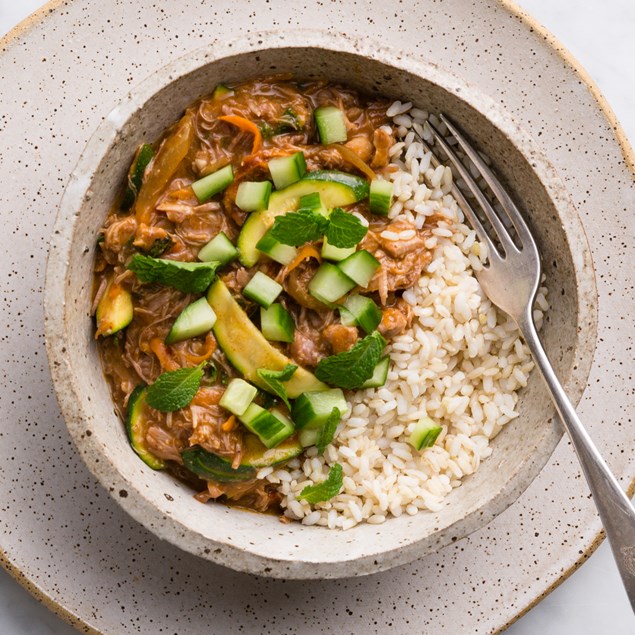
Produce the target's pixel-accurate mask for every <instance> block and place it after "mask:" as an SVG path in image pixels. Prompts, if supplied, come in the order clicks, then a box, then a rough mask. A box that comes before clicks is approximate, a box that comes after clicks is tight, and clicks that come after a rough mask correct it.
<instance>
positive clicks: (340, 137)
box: [315, 106, 348, 145]
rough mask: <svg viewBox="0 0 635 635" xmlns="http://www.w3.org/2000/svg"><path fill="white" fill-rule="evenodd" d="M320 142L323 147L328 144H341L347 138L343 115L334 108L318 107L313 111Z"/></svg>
mask: <svg viewBox="0 0 635 635" xmlns="http://www.w3.org/2000/svg"><path fill="white" fill-rule="evenodd" d="M315 123H316V125H317V129H318V133H319V135H320V141H321V142H322V143H323V144H324V145H328V144H329V143H343V142H344V141H346V139H347V138H348V134H347V132H346V118H345V116H344V113H343V112H342V111H341V110H340V109H339V108H336V107H335V106H320V107H319V108H317V109H316V111H315Z"/></svg>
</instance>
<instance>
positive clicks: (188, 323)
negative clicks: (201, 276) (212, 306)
mask: <svg viewBox="0 0 635 635" xmlns="http://www.w3.org/2000/svg"><path fill="white" fill-rule="evenodd" d="M215 322H216V313H214V309H212V307H211V306H210V305H209V303H208V302H207V299H206V298H199V299H198V300H196V302H192V304H189V305H188V306H186V307H185V308H184V309H183V310H182V311H181V313H179V316H178V317H177V318H176V320H175V321H174V324H173V325H172V328H171V329H170V332H169V333H168V336H167V337H166V338H165V343H166V344H175V343H176V342H182V341H183V340H189V339H190V338H191V337H196V336H197V335H203V333H207V332H209V331H211V330H212V326H214V324H215Z"/></svg>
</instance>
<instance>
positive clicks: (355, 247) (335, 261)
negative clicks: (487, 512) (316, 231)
mask: <svg viewBox="0 0 635 635" xmlns="http://www.w3.org/2000/svg"><path fill="white" fill-rule="evenodd" d="M356 249H357V247H334V246H333V245H331V244H330V243H329V241H328V240H327V238H326V236H325V237H324V242H323V243H322V258H324V260H333V261H334V262H339V261H340V260H344V258H348V257H349V256H350V255H352V254H354V253H355V250H356Z"/></svg>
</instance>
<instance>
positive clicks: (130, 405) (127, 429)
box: [126, 386, 165, 470]
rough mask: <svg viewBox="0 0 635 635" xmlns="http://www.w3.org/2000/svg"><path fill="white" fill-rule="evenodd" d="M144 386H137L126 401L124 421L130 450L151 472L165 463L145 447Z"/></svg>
mask: <svg viewBox="0 0 635 635" xmlns="http://www.w3.org/2000/svg"><path fill="white" fill-rule="evenodd" d="M147 392H148V389H147V387H146V386H137V387H136V388H135V389H134V390H133V391H132V393H131V394H130V397H129V399H128V417H127V420H126V432H127V433H128V440H129V441H130V445H131V446H132V449H133V450H134V451H135V452H136V453H137V454H138V455H139V458H140V459H141V460H142V461H143V462H144V463H145V464H146V465H147V466H148V467H151V468H152V469H153V470H162V469H163V468H165V461H163V459H160V458H159V457H156V456H154V454H152V453H151V452H150V450H148V448H147V446H146V432H147V431H148V419H147V417H146V414H145V409H146V394H147Z"/></svg>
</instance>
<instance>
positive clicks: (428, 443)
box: [408, 417, 443, 450]
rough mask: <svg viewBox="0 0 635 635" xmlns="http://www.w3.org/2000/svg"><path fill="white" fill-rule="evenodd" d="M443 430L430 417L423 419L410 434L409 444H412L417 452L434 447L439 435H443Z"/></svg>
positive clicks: (424, 417)
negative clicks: (436, 440)
mask: <svg viewBox="0 0 635 635" xmlns="http://www.w3.org/2000/svg"><path fill="white" fill-rule="evenodd" d="M442 429H443V428H442V427H441V426H438V425H437V424H436V423H435V422H434V421H432V419H430V417H421V419H419V421H417V423H416V424H415V427H414V429H413V431H412V432H411V433H410V436H409V437H408V443H410V445H411V446H412V447H413V448H414V449H415V450H422V449H423V448H429V447H432V446H433V445H434V442H435V441H436V440H437V437H438V436H439V434H441V430H442Z"/></svg>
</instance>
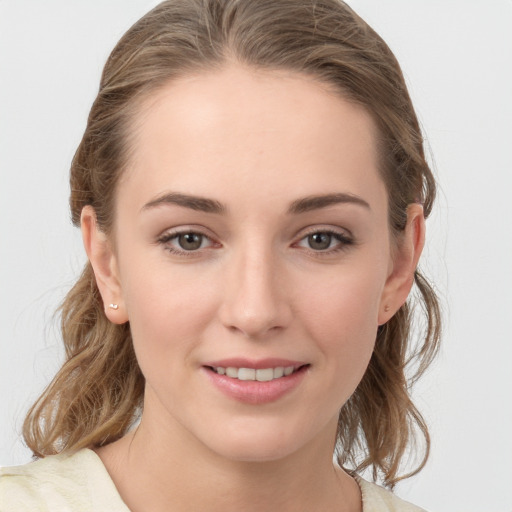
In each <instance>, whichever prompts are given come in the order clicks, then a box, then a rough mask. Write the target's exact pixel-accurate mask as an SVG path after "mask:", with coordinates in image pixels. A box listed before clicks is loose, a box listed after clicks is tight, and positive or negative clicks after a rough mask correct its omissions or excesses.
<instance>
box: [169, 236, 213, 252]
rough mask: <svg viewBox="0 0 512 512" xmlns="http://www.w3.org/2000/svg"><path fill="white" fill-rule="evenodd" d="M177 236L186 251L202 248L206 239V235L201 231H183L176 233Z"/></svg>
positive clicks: (182, 245) (200, 248) (180, 247)
mask: <svg viewBox="0 0 512 512" xmlns="http://www.w3.org/2000/svg"><path fill="white" fill-rule="evenodd" d="M175 238H176V242H177V243H178V245H179V246H180V248H181V249H183V250H185V251H197V249H201V246H202V245H203V241H204V240H205V239H206V237H204V236H203V235H200V234H199V233H182V234H181V235H176V237H175Z"/></svg>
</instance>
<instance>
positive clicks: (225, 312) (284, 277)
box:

+--

How many lines in the entries above contain the word "correct", with case counting? Reply with only the number.

RESULT FOR THIS EXERCISE: 2